▶ Available records
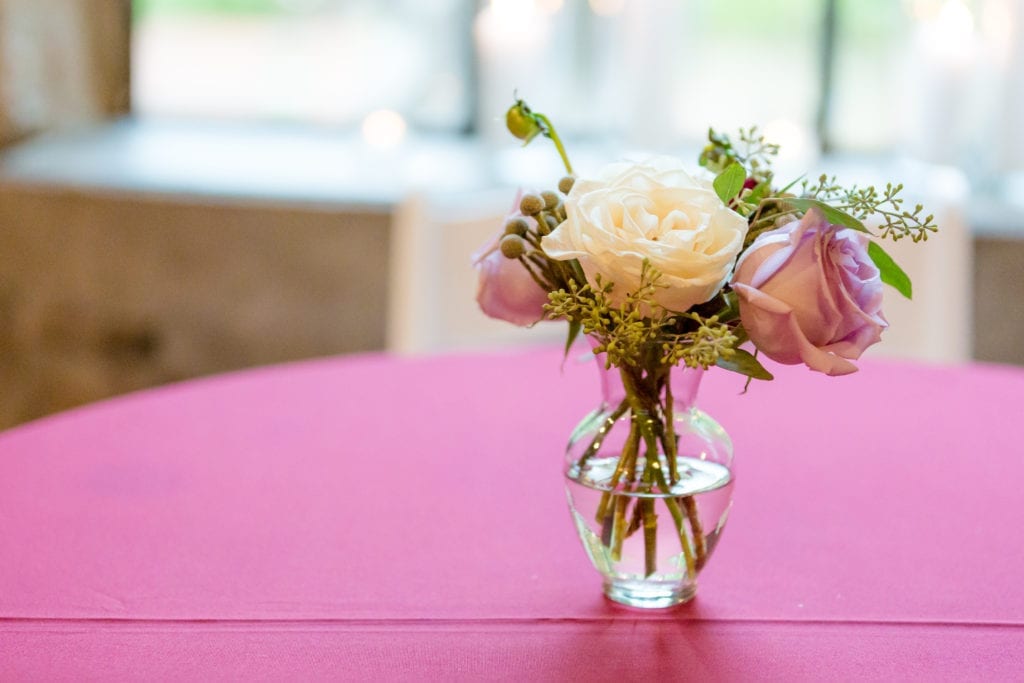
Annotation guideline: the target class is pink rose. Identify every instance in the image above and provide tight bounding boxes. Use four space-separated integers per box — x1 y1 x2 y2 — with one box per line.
732 210 888 375
473 200 548 327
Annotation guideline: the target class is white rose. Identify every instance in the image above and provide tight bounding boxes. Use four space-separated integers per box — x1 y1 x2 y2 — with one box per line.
542 157 746 311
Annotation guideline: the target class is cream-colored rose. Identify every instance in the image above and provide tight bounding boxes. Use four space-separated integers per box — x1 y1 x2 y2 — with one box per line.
542 157 746 311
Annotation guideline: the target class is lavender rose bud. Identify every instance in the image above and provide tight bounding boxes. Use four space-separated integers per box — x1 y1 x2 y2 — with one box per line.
732 210 888 375
473 197 548 327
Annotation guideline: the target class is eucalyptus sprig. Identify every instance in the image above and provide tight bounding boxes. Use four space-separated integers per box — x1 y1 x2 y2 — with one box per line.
802 175 938 242
698 126 778 184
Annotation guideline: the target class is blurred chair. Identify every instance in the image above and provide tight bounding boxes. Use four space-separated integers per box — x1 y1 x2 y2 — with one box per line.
387 189 565 353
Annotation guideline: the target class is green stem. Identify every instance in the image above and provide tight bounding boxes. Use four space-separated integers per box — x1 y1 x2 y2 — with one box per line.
683 496 708 569
580 398 630 468
640 422 664 577
534 114 572 175
595 416 640 524
654 471 697 579
663 375 679 483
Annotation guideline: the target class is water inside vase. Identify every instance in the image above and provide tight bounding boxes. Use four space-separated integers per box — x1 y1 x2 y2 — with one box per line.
566 457 734 582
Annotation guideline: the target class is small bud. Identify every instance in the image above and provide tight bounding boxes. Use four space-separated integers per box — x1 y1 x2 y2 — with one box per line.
505 99 542 144
541 191 561 211
505 222 529 238
501 234 526 258
519 195 544 216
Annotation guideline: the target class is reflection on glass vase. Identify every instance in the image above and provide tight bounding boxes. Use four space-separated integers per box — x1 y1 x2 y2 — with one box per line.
565 355 734 607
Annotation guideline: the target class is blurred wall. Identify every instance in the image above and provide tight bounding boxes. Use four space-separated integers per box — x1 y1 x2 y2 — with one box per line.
0 183 389 429
0 0 131 145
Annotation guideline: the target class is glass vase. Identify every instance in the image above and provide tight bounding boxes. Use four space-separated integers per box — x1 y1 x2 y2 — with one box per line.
565 354 734 608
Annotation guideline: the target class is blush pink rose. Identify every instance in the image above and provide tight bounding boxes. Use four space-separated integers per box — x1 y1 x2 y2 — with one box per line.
473 200 548 327
732 210 888 375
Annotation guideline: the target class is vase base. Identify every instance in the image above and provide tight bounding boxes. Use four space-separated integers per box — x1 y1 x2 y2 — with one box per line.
604 579 697 609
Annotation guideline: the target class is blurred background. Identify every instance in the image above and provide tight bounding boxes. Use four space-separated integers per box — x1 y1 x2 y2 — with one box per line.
0 0 1024 427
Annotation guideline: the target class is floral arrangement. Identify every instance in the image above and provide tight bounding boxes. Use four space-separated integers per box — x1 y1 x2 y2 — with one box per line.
475 99 936 574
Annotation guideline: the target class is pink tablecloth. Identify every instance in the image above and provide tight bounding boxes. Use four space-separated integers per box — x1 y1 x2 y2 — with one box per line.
0 349 1024 680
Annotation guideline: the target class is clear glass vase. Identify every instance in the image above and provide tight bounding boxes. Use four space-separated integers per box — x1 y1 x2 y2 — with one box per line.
565 355 734 607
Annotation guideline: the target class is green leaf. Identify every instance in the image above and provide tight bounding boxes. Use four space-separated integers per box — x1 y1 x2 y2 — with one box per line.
782 197 870 234
562 321 583 360
778 173 807 195
743 180 771 204
867 242 913 299
715 348 775 380
712 162 746 204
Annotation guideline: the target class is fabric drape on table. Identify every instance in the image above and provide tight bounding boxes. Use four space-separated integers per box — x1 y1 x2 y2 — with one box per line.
0 0 130 145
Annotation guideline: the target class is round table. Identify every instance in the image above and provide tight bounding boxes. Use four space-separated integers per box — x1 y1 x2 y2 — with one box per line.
0 348 1024 680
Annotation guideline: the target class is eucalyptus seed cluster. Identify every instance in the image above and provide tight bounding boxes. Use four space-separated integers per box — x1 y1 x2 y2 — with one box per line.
545 260 739 371
500 176 586 292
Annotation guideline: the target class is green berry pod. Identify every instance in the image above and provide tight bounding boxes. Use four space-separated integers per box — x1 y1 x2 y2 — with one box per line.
505 99 542 144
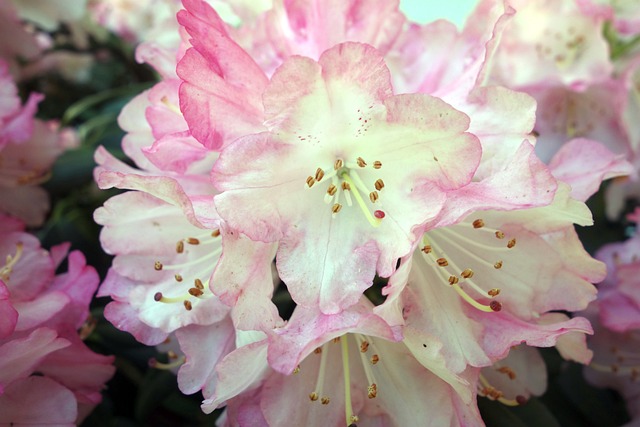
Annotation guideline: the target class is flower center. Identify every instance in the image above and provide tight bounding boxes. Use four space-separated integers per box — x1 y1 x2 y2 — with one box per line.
302 334 380 427
153 229 222 311
421 219 516 313
305 157 386 227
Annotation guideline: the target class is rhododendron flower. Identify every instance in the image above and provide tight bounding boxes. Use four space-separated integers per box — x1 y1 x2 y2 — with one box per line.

▶ Required work
Scale the material starting at the line containing "Annotation guideline: the target class is small" and ending at the line containing "0 0 131 145" by rewriting every line in that span, guideline lines included, with each bounding box coordinate multiplied by 1.3 and rounded to a whole number (halves round up). Give only those lines.

▶ Reply to the exercise
Annotation guideline: the target class is small bud. Identify every instance in the image above and provide tight bounding boxes. Use four space-separated integers per box — x1 y1 x2 y2 — with one box per line.
657 129 705 187
703 248 729 274
657 289 688 309
651 304 684 335
675 254 707 281
Annotation guideline: the target class is reflection on glass vase. Identify every instance in the image above and provide tight bounding boxes. Use four space-separated integers per box — x1 y1 x2 y2 — with one box per line.
735 462 954 789
Annotation guideline: the target class is blurred wall. Identify every instance in the image above and provide tight bounding boxes. Use four space-separated integers per box — x1 y1 x2 y2 — with one box per line.
0 238 506 558
0 0 170 189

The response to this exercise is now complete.